Data excerpts:
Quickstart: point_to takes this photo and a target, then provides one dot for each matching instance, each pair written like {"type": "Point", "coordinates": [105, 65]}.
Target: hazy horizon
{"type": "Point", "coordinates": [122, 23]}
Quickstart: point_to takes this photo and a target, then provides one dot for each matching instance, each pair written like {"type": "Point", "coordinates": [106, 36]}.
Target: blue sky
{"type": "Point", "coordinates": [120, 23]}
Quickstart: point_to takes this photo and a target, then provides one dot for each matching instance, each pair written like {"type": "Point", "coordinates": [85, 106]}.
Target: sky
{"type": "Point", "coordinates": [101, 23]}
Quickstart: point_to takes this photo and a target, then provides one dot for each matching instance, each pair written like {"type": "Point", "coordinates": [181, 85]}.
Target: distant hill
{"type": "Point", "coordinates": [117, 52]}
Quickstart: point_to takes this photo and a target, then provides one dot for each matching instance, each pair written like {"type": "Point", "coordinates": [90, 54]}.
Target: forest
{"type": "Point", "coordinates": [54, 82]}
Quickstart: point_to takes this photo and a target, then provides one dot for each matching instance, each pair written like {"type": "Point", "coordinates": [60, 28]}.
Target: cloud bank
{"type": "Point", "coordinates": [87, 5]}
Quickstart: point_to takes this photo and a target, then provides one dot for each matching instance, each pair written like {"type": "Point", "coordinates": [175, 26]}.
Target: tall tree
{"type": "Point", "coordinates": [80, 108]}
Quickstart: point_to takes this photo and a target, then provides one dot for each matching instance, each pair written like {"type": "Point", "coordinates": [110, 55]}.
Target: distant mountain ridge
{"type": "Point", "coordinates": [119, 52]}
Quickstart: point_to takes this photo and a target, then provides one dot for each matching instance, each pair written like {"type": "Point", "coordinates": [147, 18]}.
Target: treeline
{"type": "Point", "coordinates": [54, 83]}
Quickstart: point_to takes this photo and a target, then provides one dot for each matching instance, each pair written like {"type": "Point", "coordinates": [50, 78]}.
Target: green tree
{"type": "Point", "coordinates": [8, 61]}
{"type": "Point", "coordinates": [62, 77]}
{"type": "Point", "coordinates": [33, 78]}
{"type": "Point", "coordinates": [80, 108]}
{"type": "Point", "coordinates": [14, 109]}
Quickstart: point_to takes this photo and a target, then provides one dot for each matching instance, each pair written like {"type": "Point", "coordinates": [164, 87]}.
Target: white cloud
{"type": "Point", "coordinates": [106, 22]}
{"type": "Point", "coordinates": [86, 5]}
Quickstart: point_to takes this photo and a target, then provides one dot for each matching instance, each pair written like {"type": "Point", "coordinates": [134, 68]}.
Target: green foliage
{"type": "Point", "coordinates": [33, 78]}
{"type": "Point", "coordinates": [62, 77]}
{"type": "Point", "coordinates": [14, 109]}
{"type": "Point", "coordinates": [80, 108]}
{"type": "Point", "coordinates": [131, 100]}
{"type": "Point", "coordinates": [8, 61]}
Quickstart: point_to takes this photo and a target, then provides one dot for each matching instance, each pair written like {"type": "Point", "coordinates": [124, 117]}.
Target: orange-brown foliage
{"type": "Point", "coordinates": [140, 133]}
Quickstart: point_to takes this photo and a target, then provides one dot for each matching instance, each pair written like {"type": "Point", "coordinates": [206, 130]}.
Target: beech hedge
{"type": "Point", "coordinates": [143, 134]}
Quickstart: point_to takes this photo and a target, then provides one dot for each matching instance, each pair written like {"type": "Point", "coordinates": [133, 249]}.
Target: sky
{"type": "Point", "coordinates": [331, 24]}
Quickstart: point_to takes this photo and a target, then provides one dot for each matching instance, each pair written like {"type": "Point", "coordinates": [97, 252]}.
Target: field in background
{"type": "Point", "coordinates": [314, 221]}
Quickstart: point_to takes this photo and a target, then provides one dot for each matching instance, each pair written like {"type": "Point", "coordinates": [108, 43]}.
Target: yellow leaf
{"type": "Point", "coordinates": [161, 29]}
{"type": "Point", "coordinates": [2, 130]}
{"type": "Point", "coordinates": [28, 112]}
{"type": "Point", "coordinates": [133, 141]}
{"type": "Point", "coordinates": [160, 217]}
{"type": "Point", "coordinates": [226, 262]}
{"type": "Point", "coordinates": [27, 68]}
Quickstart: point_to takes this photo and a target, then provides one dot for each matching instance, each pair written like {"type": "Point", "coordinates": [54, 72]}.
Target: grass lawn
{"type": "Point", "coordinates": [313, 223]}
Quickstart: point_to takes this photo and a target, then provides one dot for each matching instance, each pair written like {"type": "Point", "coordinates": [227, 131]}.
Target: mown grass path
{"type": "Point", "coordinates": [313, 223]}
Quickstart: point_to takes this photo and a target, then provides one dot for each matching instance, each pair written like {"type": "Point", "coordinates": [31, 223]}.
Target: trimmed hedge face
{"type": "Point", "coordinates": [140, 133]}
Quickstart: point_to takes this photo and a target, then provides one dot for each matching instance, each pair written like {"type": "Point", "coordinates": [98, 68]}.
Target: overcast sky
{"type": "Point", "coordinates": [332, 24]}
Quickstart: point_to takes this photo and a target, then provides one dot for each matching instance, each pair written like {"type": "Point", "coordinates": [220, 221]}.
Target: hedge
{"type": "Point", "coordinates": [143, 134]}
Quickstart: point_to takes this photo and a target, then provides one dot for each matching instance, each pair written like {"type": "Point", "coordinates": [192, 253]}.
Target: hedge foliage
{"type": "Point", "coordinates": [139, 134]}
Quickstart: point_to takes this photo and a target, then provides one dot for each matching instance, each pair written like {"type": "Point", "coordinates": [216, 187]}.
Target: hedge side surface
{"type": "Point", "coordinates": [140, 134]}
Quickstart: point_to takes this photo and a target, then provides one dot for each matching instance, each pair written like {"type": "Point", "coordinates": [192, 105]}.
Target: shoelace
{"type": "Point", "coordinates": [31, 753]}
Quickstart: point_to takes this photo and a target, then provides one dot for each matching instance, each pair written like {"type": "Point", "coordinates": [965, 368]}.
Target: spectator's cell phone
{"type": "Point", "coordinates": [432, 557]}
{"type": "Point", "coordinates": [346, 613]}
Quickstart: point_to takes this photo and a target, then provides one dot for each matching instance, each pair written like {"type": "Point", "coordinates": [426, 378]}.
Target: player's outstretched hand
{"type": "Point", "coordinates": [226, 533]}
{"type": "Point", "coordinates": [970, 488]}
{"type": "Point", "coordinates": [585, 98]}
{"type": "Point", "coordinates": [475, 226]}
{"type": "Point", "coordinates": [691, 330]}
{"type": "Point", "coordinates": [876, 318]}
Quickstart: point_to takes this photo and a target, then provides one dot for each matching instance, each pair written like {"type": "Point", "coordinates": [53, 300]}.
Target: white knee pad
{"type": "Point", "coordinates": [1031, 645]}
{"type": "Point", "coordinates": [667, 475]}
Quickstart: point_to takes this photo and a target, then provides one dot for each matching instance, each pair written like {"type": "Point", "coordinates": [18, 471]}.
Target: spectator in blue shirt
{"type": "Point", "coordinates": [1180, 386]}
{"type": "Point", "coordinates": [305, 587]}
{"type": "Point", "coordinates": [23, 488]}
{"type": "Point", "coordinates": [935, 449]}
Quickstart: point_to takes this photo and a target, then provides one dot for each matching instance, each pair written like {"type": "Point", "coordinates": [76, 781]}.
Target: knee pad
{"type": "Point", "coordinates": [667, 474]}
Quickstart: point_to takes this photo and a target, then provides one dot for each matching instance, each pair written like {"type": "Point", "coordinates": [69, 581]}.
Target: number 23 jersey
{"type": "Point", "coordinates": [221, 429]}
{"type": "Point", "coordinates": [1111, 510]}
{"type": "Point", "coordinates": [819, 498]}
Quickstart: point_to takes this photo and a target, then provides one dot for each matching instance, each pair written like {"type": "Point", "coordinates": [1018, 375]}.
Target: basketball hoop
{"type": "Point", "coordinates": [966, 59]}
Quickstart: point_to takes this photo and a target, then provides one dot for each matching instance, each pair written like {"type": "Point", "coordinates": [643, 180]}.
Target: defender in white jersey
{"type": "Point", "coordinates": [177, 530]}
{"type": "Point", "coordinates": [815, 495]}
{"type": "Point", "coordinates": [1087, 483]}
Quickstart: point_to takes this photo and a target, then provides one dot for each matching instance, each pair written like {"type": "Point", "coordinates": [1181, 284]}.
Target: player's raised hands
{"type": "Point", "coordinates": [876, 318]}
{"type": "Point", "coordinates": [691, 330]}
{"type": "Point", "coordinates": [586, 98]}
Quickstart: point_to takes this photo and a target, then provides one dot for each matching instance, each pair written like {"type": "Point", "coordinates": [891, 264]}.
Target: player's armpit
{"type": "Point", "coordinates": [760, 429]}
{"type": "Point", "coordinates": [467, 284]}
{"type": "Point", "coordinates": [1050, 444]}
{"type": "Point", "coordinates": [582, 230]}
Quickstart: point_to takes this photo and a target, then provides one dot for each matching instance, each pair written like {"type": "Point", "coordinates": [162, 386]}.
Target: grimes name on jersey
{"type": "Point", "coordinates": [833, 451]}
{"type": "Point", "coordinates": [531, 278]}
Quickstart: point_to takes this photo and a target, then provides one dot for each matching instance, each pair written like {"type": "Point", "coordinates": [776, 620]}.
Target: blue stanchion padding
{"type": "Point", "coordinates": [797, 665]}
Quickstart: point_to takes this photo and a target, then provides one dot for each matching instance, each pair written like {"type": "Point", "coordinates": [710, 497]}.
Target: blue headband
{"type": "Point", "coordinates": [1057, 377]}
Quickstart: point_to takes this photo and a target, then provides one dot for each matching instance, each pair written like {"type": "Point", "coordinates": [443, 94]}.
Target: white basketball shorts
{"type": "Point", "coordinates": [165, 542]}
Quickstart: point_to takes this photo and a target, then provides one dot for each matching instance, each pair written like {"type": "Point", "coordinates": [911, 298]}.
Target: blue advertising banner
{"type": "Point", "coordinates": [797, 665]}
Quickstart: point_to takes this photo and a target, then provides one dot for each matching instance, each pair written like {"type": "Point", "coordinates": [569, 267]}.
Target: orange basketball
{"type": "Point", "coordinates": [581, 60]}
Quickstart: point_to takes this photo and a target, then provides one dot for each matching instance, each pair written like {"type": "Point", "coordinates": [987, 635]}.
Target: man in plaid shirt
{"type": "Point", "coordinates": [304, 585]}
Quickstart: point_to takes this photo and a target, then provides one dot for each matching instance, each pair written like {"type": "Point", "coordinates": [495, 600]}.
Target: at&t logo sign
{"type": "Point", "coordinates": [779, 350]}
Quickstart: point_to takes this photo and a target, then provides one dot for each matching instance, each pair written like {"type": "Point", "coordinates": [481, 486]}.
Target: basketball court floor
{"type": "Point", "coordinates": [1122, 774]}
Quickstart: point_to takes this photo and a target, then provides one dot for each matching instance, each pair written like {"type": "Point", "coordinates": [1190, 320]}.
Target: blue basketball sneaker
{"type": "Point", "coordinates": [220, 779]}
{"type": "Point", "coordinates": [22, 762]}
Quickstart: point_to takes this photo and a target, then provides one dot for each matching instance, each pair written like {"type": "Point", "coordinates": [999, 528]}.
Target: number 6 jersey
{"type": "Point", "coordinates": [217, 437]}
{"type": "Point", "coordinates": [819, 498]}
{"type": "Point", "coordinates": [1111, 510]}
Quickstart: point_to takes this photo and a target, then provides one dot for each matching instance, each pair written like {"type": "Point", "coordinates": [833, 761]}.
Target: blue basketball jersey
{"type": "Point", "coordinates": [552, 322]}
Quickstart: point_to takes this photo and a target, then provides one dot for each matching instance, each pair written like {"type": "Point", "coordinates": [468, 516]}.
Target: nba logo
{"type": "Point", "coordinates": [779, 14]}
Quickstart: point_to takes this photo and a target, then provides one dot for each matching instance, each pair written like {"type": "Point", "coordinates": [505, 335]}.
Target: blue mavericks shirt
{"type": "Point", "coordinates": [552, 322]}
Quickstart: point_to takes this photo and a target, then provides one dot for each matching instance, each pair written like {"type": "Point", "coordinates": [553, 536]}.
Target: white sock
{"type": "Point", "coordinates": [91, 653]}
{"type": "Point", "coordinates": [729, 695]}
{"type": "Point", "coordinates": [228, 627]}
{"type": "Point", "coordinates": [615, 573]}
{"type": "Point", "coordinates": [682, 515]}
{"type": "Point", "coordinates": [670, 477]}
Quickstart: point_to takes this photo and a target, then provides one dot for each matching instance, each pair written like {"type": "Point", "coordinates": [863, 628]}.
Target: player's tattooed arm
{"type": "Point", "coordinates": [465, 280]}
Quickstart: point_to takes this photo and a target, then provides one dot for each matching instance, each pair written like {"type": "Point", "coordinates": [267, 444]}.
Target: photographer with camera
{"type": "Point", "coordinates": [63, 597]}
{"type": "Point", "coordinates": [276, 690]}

#### Activity:
The required answer is the line with "Target: white sock" plus every line after it to the end of the entries above, transcribed exactly.

#### Solution to the exercise:
Target: white sock
{"type": "Point", "coordinates": [91, 653]}
{"type": "Point", "coordinates": [729, 695]}
{"type": "Point", "coordinates": [228, 627]}
{"type": "Point", "coordinates": [615, 573]}
{"type": "Point", "coordinates": [682, 515]}
{"type": "Point", "coordinates": [670, 477]}
Quickstart: point_to takes this photo and a target, then provides one dot for each matching instance, each pair written like {"type": "Point", "coordinates": [863, 628]}.
Target: player's tattooed arm
{"type": "Point", "coordinates": [465, 280]}
Quickstart: point_to takes this photo and a target, then provides one dot for each matching instance, each pair written like {"type": "Point", "coordinates": [267, 444]}.
Target: photographer with camera
{"type": "Point", "coordinates": [63, 597]}
{"type": "Point", "coordinates": [276, 690]}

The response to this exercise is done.